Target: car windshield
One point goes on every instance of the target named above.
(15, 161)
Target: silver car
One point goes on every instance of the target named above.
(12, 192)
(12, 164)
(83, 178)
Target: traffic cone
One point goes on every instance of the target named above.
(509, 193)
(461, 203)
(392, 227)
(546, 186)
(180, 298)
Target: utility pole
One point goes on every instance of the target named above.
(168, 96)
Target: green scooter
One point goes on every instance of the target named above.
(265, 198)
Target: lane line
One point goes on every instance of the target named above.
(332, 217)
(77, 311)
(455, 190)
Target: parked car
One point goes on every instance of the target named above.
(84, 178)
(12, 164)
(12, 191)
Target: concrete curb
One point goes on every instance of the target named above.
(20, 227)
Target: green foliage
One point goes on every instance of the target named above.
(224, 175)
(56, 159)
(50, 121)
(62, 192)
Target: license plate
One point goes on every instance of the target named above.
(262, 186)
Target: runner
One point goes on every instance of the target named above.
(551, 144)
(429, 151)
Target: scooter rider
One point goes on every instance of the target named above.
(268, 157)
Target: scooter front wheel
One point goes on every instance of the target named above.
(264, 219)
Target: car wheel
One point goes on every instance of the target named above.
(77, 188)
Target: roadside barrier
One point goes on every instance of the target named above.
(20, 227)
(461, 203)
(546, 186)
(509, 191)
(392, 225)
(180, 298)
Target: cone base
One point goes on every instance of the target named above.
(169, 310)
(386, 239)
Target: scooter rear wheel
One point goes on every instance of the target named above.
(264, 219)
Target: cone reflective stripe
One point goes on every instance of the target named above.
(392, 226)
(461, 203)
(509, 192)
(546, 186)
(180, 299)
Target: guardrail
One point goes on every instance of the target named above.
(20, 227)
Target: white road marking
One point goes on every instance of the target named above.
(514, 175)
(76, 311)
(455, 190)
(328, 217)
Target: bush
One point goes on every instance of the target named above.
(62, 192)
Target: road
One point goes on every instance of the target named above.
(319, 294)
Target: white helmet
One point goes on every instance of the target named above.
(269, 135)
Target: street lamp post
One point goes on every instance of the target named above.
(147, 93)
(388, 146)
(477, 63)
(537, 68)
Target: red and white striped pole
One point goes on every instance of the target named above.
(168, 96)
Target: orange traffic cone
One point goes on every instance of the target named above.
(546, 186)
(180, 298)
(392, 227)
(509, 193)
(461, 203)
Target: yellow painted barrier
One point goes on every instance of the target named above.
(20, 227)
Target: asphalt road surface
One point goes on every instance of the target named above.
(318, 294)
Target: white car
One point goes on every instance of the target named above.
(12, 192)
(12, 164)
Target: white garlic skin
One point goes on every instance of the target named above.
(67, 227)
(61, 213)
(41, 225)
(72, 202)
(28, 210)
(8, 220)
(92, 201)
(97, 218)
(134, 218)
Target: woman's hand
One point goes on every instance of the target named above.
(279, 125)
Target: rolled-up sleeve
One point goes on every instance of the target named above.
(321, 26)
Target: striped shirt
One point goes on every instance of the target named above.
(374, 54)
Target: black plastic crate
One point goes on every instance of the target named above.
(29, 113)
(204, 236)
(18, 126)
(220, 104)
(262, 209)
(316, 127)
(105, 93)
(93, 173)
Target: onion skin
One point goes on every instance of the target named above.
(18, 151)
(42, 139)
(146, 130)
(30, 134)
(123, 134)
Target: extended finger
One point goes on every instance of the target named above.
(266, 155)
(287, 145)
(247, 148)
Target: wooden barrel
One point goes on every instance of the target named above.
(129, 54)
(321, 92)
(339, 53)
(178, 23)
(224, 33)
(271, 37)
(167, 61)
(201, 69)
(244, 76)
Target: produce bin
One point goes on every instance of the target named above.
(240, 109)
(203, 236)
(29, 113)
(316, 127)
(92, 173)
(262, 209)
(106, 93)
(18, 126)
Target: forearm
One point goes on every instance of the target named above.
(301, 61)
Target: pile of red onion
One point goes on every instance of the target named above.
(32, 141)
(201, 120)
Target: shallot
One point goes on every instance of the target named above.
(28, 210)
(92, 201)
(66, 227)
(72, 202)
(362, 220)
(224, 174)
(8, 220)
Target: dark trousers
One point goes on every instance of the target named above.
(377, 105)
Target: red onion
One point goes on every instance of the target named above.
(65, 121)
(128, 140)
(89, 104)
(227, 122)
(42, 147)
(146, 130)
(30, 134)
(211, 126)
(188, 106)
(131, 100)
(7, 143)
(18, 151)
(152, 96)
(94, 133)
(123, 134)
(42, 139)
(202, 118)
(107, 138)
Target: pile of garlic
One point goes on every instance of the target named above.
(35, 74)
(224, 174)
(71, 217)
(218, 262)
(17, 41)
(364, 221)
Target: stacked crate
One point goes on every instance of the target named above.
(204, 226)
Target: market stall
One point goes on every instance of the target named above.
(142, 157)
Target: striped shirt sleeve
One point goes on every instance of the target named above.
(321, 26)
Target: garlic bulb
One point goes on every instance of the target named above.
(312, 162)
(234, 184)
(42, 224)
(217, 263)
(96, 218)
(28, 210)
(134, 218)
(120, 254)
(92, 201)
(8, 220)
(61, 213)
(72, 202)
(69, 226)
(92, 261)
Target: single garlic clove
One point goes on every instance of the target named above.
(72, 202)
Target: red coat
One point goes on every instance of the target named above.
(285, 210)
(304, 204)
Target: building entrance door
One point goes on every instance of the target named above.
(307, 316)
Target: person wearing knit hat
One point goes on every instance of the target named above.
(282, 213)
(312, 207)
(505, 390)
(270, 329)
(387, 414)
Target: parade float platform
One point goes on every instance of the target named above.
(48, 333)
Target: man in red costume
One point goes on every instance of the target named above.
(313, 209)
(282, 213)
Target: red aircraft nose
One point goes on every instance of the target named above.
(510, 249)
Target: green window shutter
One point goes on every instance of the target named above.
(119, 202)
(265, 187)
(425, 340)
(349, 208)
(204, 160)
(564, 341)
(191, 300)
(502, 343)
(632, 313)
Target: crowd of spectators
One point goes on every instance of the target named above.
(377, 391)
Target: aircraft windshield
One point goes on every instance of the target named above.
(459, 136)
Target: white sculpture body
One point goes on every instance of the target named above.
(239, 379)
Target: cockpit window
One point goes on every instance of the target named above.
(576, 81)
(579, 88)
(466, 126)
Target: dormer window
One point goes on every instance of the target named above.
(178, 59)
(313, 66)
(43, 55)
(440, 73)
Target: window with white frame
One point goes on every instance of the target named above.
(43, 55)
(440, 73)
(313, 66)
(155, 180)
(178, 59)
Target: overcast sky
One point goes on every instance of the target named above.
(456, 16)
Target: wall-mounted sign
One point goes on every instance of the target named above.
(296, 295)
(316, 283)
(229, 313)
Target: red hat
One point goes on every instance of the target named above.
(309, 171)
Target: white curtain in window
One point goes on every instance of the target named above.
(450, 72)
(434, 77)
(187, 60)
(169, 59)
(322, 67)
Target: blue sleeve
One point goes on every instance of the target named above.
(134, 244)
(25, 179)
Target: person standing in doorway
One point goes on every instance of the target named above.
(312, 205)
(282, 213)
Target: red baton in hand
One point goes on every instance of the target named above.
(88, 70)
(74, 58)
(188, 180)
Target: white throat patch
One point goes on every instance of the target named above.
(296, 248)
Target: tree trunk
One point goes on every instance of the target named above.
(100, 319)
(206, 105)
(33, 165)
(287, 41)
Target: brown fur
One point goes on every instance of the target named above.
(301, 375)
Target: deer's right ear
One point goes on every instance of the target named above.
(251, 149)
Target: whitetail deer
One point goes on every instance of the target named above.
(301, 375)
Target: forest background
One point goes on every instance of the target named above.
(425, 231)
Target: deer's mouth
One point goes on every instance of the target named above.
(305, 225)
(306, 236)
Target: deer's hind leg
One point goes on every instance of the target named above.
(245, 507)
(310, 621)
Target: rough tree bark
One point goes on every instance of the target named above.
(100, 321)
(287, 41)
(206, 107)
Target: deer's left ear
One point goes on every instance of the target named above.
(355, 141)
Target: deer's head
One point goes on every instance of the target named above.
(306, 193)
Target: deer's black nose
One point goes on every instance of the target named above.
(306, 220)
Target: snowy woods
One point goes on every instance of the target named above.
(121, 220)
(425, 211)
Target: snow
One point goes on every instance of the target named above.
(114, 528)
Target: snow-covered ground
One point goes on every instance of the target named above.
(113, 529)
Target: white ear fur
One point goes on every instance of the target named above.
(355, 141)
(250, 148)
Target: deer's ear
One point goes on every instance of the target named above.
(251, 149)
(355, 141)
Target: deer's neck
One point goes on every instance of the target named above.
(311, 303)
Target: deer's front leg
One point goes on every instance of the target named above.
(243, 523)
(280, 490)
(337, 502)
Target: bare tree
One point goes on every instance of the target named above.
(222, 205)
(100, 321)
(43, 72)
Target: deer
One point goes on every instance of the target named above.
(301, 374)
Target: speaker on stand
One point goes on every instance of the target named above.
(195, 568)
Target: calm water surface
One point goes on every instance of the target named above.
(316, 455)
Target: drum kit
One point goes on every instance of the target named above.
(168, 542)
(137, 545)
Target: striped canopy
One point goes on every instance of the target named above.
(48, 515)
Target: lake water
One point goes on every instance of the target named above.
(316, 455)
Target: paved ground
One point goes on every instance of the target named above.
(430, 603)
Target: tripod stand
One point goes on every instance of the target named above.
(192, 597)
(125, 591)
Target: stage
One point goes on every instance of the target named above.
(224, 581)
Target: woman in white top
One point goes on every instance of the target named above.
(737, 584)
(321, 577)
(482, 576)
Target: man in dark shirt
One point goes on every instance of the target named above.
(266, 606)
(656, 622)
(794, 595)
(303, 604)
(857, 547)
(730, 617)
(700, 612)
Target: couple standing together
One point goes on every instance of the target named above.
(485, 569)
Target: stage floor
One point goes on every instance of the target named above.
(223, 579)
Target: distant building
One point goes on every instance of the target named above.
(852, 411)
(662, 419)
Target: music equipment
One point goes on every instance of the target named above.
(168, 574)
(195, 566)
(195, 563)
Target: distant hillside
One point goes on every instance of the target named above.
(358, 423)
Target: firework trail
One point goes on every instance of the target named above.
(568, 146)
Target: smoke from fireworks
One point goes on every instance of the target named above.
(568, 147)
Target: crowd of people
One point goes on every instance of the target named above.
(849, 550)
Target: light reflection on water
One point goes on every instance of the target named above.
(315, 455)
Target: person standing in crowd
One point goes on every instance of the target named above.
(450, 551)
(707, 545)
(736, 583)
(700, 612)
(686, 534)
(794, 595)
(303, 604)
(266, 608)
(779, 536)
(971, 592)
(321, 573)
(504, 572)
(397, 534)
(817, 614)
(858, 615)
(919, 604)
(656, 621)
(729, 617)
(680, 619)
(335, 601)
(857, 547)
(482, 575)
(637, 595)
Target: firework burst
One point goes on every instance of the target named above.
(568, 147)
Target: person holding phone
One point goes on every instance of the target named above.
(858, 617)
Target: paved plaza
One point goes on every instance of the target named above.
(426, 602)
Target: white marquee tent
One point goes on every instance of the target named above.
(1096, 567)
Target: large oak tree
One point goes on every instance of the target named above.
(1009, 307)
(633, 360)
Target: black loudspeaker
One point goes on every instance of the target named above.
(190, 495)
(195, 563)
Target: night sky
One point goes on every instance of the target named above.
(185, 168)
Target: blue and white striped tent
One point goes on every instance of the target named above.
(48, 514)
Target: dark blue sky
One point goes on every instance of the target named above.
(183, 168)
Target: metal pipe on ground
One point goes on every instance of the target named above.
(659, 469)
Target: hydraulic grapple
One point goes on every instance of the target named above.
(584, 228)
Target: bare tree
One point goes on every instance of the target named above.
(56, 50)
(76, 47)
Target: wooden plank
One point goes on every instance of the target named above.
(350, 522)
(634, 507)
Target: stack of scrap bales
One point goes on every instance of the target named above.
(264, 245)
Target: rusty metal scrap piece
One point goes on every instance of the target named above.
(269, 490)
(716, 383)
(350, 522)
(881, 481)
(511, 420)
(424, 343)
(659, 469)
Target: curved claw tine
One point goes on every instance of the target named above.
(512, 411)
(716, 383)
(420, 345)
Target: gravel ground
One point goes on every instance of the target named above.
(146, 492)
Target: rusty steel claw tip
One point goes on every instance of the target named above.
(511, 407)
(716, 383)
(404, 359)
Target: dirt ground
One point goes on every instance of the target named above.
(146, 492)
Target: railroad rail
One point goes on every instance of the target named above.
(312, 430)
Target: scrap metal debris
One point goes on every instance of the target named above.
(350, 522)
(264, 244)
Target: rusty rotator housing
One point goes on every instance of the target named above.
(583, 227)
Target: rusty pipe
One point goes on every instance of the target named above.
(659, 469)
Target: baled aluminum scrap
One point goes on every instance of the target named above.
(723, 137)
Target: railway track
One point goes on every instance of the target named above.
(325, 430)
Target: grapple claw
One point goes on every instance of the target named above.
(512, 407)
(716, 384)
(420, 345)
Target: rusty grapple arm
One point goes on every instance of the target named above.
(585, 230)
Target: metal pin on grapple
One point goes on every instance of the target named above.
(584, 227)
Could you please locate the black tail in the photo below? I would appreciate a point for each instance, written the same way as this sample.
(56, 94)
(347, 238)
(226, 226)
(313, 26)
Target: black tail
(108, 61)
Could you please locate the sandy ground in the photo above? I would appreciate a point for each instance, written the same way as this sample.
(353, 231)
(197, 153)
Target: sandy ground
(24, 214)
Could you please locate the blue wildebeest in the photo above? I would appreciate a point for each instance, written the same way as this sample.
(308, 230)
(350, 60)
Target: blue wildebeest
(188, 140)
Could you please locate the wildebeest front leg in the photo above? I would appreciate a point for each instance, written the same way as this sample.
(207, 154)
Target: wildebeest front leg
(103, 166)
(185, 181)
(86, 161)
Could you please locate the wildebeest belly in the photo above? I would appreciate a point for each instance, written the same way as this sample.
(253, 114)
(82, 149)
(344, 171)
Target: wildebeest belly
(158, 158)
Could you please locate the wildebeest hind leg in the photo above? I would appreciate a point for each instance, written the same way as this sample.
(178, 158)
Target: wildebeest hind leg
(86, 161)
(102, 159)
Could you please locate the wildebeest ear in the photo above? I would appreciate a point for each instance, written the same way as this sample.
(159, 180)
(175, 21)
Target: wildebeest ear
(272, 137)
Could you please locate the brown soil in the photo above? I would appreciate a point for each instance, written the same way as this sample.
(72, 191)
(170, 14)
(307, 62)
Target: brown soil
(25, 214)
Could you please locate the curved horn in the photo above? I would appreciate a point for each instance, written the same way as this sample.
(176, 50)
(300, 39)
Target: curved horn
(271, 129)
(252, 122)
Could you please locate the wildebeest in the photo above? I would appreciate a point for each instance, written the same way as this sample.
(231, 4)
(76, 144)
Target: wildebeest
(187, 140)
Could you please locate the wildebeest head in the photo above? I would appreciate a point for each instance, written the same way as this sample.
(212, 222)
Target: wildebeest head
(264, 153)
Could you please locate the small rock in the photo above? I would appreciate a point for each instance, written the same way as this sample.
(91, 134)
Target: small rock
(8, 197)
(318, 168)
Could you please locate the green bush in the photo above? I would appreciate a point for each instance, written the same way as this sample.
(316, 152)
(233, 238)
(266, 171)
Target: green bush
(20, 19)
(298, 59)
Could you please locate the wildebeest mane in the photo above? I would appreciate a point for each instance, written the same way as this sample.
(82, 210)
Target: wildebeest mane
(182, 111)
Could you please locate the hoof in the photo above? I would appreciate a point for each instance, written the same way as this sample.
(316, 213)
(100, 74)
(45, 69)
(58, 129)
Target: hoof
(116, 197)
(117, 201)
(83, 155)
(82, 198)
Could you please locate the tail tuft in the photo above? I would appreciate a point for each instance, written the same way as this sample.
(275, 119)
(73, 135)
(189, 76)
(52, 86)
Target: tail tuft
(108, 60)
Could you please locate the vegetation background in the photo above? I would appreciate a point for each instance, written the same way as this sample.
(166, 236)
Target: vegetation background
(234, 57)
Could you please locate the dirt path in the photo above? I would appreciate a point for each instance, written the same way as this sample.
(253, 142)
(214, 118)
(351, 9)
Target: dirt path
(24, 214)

▶ PROMPT
Starting at the line that contains "Could you please locate the curved", retype each line through the end of the listing above and nothing else.

▶ SOLUTION FOR THIS TASK
Could you please locate the curved horn in the photo above? I would appreciate a point for each instance, written the same way as this sample.
(176, 50)
(300, 39)
Target: curved horn
(271, 129)
(252, 122)
Could you please locate the wildebeest in the photo above? I would appreciate a point for each instance, written the same way as this sample.
(231, 4)
(76, 144)
Target: wildebeest
(187, 140)
Could you please locate the wildebeest head in the photo above? I would appreciate a point for each instance, written the same way as this sample.
(212, 222)
Target: wildebeest head
(264, 153)
Could you please locate the small rock in the photo above? I would appreciate a point for each instance, written the same way as this sample.
(91, 134)
Target: small rock
(8, 197)
(318, 168)
Could you please locate the green bush in the photo above? I would appreciate a point for each instance, written the same way as this sample.
(316, 152)
(233, 238)
(266, 171)
Target: green bush
(20, 19)
(298, 59)
Could you please locate the wildebeest mane in the photo above? I would appreciate a point for each instance, written the same way as this sample.
(82, 210)
Target: wildebeest mane
(182, 111)
Could you please locate the hoof in the photo above? I would appreciate a point for each instance, written the same way as this sample.
(316, 213)
(100, 74)
(45, 69)
(58, 129)
Target: hoof
(116, 197)
(117, 201)
(83, 155)
(82, 198)
Could you please locate the tail tuft in the photo above? I would appreciate a point for each instance, written the same way as this sample.
(275, 119)
(73, 135)
(189, 76)
(52, 86)
Target: tail tuft
(108, 60)
Could you please locate the vegetation background in the photo above? I would appreciate a point for each instance, written the same way as this sample.
(166, 236)
Target: vegetation background
(234, 57)
Could you please locate the dirt path in the photo above? I would appreciate a point for each instance, written the same way as this sample.
(253, 142)
(214, 118)
(351, 9)
Target: dirt path
(24, 214)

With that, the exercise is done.